_EXERCISE BRIEF_:
All lines in the material below that contain "bicycle" should be located and copied.

_RECORDS SUPPLIED_:
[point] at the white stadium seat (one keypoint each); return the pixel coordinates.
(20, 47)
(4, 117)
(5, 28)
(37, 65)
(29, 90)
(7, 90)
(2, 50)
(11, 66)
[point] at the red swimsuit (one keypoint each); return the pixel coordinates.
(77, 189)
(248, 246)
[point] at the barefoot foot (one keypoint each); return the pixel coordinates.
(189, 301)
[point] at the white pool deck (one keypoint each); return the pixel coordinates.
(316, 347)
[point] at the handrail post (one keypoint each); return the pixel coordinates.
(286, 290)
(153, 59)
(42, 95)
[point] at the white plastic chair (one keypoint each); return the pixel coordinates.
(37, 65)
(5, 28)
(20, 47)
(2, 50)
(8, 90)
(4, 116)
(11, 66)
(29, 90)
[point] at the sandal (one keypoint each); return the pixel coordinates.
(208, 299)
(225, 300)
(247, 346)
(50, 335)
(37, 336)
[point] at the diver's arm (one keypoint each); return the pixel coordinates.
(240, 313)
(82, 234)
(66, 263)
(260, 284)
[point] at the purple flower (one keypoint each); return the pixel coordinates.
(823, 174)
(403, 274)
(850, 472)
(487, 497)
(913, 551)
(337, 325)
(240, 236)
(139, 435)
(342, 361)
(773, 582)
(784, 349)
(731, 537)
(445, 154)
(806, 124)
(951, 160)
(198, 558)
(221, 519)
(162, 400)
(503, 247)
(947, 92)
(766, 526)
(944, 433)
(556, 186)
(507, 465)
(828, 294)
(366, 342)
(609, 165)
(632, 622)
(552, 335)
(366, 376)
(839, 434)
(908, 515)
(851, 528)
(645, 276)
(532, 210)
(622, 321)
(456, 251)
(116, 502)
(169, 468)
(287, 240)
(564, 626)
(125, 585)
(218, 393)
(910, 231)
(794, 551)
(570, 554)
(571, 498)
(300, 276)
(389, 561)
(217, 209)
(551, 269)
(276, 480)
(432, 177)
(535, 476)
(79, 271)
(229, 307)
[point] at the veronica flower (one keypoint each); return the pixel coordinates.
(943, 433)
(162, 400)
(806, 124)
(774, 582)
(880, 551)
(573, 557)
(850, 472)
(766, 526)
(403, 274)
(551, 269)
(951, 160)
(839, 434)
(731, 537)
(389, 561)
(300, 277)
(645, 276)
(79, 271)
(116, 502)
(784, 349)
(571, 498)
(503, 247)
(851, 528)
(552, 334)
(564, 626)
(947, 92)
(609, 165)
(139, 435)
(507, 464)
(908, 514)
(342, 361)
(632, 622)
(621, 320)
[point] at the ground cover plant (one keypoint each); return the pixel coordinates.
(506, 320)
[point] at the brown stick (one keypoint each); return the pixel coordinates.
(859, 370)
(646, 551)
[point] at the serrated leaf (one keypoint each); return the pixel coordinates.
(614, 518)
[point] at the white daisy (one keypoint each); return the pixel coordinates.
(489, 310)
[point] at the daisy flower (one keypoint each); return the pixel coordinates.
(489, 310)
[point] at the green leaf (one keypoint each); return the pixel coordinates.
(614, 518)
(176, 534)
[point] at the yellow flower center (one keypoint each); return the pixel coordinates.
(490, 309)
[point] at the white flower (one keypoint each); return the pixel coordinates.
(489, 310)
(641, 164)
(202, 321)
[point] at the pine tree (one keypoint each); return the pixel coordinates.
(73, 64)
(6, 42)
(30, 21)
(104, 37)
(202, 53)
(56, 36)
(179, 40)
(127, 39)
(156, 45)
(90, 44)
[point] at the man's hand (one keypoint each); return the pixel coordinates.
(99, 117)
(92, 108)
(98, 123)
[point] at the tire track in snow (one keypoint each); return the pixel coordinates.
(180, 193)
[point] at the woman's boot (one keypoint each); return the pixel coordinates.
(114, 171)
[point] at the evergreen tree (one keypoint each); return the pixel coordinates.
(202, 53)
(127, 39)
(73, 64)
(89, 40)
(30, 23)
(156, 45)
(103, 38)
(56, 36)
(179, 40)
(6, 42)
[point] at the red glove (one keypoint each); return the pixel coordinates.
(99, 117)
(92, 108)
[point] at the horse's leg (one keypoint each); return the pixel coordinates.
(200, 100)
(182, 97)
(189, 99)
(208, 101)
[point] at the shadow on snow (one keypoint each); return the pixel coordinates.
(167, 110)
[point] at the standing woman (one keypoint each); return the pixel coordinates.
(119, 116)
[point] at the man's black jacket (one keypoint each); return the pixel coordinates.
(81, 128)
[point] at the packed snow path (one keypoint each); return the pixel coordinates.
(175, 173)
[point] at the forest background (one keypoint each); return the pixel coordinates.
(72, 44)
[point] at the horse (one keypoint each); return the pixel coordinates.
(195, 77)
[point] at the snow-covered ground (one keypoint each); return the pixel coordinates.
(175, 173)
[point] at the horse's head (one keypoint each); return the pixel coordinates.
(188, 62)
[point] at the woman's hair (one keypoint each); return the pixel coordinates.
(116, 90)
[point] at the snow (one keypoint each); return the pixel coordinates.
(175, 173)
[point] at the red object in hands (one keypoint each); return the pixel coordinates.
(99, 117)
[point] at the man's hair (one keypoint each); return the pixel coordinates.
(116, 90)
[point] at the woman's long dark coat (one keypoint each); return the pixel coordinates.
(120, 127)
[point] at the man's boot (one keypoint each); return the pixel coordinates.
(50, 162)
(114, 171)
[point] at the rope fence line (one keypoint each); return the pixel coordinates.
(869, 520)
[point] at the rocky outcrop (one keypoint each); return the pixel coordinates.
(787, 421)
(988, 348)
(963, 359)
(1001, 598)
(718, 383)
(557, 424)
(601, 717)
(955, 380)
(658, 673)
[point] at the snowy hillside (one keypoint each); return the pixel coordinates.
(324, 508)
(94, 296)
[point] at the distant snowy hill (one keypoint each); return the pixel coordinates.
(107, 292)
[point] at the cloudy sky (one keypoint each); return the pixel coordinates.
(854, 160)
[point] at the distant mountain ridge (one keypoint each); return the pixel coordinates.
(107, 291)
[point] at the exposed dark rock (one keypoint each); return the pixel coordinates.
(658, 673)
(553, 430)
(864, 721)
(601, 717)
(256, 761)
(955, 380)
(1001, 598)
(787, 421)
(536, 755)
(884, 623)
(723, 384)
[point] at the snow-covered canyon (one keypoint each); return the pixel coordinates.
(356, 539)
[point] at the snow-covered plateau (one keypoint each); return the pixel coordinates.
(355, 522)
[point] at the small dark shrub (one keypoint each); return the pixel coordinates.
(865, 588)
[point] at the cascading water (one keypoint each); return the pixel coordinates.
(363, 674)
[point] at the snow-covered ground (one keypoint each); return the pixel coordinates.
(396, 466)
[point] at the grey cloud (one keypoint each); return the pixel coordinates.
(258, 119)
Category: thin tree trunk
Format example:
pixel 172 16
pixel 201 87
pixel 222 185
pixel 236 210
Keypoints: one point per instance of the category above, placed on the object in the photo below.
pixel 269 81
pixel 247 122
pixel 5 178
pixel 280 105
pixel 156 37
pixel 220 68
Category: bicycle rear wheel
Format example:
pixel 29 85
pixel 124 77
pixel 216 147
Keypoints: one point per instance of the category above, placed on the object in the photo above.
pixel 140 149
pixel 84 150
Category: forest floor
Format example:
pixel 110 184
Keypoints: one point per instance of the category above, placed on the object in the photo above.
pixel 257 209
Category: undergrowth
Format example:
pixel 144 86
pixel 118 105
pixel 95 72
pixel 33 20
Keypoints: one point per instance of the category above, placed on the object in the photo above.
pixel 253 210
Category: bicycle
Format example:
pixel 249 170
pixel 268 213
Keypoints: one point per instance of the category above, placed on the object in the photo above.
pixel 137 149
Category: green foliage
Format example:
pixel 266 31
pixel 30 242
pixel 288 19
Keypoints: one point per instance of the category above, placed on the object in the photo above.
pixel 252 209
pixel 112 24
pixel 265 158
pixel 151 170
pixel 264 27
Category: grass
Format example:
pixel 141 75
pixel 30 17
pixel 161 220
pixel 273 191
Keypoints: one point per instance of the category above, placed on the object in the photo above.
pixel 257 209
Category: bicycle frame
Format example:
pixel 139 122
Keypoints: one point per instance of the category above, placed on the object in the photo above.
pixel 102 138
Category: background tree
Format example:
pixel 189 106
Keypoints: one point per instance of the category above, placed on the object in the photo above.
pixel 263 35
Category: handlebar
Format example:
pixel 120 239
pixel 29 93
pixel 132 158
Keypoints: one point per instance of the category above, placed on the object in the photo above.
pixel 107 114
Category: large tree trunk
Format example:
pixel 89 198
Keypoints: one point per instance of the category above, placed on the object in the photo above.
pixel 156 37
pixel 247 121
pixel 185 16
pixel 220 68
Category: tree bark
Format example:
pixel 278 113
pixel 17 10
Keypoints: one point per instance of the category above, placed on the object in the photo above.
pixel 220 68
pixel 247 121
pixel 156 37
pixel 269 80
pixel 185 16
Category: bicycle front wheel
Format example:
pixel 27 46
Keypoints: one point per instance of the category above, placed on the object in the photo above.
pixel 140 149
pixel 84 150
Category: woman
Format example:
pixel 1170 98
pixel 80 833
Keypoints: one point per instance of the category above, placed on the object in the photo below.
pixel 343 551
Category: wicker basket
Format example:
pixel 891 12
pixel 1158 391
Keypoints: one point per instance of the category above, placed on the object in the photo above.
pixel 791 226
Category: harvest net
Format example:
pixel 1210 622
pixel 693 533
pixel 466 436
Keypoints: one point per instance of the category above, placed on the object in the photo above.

_EXERCISE RESULT_:
Category: bicycle rear wheel
Category: bicycle
Category: bicycle frame
Category: bicycle front wheel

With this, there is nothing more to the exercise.